**Exercise:** Continue the Rust widget source file, starting after its final line.

**Given text:**
▬▬▬▬▬▬

// Copyright 2018 the Xilem Authors and the Druid Authors
// SPDX-License-Identifier: Apache-2.0

use std::any::Any;
use std::num::NonZeroU64;
use std::ops::{Deref, DerefMut};
use std::sync::atomic::{AtomicU64, Ordering};

use accesskit::Role;
use smallvec::SmallVec;
use tracing::{trace_span, Span};
use vello::Scene;

use crate::event::{AccessEvent, PointerEvent, StatusChange, TextEvent};
use crate::widget::WidgetRef;
use crate::{
    AccessCtx, AsAny, BoxConstraints, EventCtx, LayoutCtx, LifeCycle, LifeCycleCtx, PaintCtx,
    Point, Size,
};

/// A unique identifier for a single [`Widget`].
///
/// `WidgetId`s are generated automatically for all widgets in the widget tree.
/// More specifically, each [`WidgetPod`](crate::WidgetPod) has a unique `WidgetId`.
///
/// These ids are used internally to route events, and can be used to communicate
/// between widgets, by submitting a command (as with [`EventCtx::submit_command`])
/// and passing a `WidgetId` as the [`Target`](crate::Target).
///
/// A widget can retrieve its id via methods on the various contexts, such as
/// [`LifeCycleCtx::widget_id`].
///
/// ## Explicit `WidgetId`s.
///
/// Sometimes, you may want to construct a widget, in a way that lets you know its id,
/// so you can refer to the widget later. You can use [`WidgetPod::new_with_id`](crate::WidgetPod::new_with_id) to pass
/// an id to the `WidgetPod` you're creating; various widgets which have methods to create
/// children may have variants taking ids as parameters.
///
/// If you set a `WidgetId` directly, you are responsible for ensuring that it
/// is unique. Two widgets must not be created with the same id.

▬▬▬▬▬▬

(Object-pointing dataset rows)
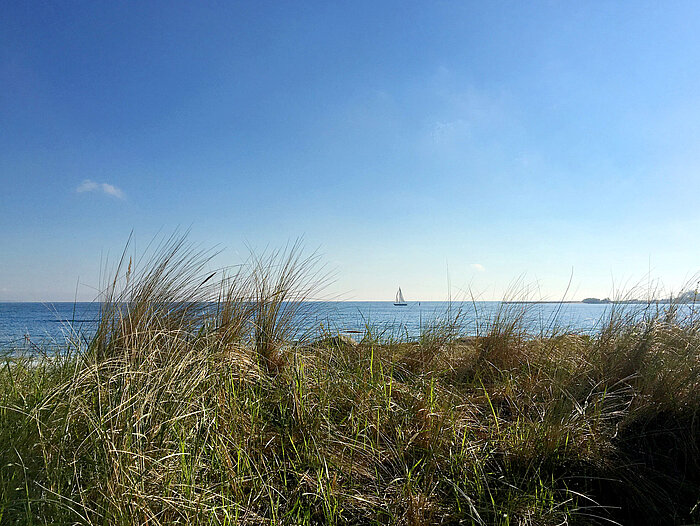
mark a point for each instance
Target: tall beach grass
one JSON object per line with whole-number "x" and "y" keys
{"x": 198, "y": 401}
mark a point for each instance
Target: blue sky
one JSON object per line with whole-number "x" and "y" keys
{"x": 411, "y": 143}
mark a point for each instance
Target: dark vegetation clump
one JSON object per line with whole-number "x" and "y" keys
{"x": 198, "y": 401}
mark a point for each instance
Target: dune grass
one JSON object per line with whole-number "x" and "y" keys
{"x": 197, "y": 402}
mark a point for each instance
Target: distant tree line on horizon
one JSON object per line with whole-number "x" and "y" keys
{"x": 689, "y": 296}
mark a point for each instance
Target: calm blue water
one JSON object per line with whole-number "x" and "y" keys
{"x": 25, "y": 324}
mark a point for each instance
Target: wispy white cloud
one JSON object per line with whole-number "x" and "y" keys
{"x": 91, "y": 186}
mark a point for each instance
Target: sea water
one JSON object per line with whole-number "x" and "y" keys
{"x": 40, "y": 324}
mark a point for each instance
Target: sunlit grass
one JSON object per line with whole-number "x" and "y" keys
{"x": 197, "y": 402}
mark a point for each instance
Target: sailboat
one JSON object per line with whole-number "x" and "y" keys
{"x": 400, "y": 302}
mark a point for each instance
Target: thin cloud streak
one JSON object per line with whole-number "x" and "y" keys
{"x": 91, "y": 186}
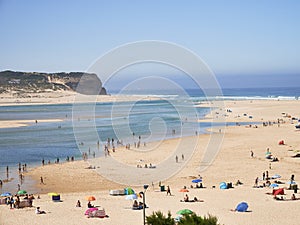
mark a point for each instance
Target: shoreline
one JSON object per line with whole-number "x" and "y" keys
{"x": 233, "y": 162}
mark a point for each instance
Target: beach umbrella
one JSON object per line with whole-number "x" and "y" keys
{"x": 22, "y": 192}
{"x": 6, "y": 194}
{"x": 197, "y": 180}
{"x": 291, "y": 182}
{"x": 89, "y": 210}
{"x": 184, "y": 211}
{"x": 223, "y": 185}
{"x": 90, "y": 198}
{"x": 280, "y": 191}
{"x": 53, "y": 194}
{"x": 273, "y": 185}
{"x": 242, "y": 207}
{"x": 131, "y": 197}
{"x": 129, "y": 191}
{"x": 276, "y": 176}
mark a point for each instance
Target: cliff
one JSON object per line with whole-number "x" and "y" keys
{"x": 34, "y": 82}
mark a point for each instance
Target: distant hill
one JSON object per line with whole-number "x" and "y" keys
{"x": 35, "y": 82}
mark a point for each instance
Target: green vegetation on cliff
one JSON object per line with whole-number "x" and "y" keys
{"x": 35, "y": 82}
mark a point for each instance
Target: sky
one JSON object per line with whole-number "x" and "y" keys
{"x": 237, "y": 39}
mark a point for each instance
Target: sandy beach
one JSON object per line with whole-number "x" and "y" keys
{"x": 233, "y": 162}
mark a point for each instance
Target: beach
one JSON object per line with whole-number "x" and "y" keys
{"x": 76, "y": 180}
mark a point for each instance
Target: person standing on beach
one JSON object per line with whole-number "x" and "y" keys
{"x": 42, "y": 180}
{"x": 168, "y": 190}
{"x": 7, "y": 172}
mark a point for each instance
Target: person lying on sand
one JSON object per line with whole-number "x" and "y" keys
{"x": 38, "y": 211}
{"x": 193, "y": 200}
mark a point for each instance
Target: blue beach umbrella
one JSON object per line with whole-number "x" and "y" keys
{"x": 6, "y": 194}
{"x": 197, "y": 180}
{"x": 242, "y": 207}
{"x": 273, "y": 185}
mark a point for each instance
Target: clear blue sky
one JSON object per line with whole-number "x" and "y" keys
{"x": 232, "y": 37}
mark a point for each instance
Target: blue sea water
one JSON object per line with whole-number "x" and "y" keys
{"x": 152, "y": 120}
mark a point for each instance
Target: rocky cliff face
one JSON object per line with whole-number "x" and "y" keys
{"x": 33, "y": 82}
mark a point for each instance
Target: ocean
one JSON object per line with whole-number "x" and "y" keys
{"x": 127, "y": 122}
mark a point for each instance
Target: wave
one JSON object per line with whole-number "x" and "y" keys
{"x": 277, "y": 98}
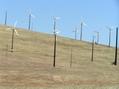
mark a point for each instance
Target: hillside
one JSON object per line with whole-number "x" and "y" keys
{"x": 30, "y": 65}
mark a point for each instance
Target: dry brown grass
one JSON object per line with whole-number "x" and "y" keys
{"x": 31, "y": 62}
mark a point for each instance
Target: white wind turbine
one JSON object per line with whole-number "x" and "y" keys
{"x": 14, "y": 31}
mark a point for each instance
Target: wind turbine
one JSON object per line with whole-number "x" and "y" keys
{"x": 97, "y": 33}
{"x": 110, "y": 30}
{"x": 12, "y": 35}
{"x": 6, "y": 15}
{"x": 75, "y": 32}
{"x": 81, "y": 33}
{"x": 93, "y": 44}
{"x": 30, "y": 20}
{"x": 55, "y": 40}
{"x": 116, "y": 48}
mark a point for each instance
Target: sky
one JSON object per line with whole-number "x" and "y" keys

▬▬▬▬▬▬

**Exercise response:**
#[derive(Clone, Copy, Debug, Hash, PartialEq, Eq)]
pub struct WidgetId(pub(crate) NonZeroU64);

// TODO - Add tutorial: implementing a widget - See issue #5
/// The trait implemented by all widgets.
///
/// For details on how to implement this trait, see tutorial **(TODO)**
///
/// Whenever external events affect the given widget, methods [`on_event`],
/// [`on_status_change`](Self::on_status_change) and [`lifecycle`](Self::lifecycle)
/// are called. Later on, when the widget is laid out and displayed, methods
/// [`layout`](Self::layout) and [`paint`](Self::paint) are called.
///
/// These trait methods are provided with a corresponding context. The widget can
/// request things and cause actions by calling methods on that context.
///
/// Widgets also have a [`children`](Self::children) method. Leaf widgets return an empty array,
/// whereas container widgets return an array of [`WidgetRef`]. Container widgets
/// have some validity invariants to maintain regarding their children. See TUTORIAL_2
/// for details **(TODO)**.
///
/// Generally speaking, widgets aren't used directly. They are stored in
/// [`WidgetPods`](crate::WidgetPod). Widget methods are called by WidgetPods, and the
/// widget is mutated either during a method call (eg `on_event` or `lifecycle`) or
/// through a [`WidgetMut`](crate::widget::WidgetMut). See tutorials for details.
pub trait Widget: AsAny {
    /// Handle an event - usually user interaction.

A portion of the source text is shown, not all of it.